Строки набора данных
○ ○ ○ ○ ○ ○ ○

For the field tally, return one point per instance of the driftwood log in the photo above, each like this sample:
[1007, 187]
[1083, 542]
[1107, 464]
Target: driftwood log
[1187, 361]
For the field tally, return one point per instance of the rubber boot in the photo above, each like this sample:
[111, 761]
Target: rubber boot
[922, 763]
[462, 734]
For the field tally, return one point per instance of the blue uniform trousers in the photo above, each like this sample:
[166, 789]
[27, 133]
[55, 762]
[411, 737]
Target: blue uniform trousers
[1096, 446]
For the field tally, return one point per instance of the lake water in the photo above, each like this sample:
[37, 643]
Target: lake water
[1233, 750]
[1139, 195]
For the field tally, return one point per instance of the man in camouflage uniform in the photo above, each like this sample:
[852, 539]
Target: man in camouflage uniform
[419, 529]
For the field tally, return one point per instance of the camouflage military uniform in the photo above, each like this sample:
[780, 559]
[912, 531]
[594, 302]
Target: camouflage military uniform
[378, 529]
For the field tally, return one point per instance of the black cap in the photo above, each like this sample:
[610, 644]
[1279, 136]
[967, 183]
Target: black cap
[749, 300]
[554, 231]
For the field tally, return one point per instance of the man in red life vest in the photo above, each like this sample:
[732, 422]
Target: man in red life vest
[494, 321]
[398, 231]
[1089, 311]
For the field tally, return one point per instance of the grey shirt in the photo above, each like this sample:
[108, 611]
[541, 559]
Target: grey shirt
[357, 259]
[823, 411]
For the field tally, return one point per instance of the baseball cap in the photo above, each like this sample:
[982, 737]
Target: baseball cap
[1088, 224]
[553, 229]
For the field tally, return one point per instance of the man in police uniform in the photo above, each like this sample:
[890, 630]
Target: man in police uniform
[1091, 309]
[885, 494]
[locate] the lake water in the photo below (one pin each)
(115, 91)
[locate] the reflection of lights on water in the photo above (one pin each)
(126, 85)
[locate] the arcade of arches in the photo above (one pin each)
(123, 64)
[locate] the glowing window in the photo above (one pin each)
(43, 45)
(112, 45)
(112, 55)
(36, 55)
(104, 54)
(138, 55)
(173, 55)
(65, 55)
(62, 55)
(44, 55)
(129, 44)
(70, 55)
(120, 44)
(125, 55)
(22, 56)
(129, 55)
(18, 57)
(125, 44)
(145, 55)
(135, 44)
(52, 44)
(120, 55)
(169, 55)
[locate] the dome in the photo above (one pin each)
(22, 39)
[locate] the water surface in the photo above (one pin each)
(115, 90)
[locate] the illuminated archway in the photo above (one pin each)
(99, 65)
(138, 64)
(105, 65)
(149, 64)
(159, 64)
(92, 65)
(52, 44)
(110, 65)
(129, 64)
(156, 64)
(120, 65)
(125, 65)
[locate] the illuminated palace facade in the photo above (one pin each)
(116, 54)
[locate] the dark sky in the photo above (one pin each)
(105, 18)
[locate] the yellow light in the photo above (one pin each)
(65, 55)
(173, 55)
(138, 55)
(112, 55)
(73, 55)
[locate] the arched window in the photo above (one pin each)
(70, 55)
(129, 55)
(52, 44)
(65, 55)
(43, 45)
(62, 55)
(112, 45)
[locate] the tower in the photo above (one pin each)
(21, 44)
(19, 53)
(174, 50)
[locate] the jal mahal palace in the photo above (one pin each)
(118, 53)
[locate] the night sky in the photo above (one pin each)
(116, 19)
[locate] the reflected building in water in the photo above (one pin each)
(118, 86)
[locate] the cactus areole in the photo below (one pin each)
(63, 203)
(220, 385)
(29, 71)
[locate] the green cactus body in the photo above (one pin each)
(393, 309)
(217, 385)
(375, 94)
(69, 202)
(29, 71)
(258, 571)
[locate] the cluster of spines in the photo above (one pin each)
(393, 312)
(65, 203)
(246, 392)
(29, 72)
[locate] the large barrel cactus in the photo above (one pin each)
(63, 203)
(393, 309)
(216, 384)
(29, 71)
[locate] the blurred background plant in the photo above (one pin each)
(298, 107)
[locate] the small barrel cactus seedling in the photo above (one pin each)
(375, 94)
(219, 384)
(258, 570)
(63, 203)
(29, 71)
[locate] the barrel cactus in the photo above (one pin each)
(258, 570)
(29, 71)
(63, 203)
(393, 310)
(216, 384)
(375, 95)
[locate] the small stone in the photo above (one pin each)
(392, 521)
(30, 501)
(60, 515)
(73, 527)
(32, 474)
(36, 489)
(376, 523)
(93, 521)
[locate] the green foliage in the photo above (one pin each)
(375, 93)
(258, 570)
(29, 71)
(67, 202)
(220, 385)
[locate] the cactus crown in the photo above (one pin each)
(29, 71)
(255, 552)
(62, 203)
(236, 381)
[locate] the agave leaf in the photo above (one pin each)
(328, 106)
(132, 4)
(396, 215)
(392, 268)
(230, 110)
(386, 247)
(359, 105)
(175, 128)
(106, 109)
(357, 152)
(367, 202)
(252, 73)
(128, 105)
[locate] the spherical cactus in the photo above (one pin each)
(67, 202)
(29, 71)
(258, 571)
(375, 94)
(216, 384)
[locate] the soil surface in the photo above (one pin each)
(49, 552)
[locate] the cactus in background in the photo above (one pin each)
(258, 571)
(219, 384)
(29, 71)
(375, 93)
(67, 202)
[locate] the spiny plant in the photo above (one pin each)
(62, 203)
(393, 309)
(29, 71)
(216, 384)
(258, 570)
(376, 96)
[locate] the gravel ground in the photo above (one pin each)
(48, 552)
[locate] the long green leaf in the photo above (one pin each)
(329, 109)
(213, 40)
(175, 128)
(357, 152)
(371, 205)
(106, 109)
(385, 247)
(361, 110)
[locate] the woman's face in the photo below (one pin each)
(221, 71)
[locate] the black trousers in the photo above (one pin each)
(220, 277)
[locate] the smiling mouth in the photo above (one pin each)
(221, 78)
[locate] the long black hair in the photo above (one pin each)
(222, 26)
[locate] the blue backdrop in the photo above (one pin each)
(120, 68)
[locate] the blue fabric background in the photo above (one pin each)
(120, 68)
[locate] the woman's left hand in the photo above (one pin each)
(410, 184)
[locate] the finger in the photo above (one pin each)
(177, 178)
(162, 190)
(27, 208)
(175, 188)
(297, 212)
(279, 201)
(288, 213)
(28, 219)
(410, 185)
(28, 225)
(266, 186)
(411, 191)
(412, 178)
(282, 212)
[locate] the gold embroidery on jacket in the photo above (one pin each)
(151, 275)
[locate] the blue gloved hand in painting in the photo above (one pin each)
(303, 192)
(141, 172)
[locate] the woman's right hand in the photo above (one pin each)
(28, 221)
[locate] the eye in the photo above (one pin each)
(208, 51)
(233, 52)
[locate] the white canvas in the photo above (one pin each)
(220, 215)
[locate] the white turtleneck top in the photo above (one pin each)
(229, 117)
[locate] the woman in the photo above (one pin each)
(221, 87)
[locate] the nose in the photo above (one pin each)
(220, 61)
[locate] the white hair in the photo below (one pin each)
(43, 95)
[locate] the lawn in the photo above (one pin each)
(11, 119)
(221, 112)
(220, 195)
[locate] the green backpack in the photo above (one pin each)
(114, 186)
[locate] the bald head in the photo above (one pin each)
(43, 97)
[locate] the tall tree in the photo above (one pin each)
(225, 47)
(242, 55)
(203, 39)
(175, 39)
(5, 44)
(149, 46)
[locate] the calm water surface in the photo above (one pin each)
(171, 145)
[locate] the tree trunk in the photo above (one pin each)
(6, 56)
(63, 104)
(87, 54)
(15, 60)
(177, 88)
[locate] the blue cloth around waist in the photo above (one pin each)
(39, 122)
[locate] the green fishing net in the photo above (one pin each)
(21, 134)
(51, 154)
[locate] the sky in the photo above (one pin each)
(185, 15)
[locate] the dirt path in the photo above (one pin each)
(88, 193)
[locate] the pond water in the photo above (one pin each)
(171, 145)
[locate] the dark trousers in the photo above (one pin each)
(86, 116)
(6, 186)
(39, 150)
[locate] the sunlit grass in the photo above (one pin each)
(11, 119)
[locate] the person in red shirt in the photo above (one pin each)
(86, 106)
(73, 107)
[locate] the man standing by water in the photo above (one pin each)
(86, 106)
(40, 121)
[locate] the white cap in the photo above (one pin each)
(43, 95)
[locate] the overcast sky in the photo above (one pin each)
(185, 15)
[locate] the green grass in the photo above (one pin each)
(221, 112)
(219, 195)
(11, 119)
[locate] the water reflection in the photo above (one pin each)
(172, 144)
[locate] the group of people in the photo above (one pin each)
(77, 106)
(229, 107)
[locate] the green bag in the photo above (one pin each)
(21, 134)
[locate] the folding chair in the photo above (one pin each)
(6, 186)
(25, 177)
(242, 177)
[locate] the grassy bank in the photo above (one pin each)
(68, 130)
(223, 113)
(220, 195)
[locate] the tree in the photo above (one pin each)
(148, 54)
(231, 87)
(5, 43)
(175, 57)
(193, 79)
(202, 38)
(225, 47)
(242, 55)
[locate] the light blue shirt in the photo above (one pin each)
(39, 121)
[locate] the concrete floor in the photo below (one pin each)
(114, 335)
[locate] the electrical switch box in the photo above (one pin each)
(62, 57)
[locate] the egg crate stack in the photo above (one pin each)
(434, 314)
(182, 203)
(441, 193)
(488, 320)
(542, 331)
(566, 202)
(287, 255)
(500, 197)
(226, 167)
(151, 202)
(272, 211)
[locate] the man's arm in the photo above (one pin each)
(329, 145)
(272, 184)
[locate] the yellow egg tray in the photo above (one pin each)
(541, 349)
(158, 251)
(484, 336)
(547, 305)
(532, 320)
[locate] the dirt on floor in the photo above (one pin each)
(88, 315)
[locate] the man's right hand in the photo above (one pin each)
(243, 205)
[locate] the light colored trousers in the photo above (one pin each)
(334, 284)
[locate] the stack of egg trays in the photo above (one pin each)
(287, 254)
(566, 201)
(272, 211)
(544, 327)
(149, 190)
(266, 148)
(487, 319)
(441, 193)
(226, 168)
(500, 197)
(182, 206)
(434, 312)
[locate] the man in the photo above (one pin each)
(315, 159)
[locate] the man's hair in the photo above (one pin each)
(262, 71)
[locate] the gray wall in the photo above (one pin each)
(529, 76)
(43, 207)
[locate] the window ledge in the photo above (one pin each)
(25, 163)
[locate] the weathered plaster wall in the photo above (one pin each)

○ ○ ○ ○ ○ ○ ○

• ЦЕЛЬ УПРАЖНЕНИЯ:
Масштабируйте строки от начала данных до строки с "[1096, 446]" включительно и выведите только их, вместе с запросами. Каждую координату точек в ответах умножьте на 0,3 и округлите до целого, половины вверх; числа в запросах и в их образцах формата не меняйте.

• ОТВЕТ НА ЗАДАНИЕ:
For the field tally, return one point per instance of the driftwood log in the photo above, each like this sample:
[1007, 187]
[1083, 542]
[1107, 464]
Target: driftwood log
[356, 108]
For the field tally, return one point per instance of the rubber boot in the photo above, each like this sample:
[111, 761]
Target: rubber boot
[277, 229]
[139, 220]
For the field tally, return one point per instance of the blue uniform trousers in the photo above, each like this sample:
[166, 789]
[27, 133]
[55, 762]
[411, 737]
Target: blue uniform trousers
[329, 134]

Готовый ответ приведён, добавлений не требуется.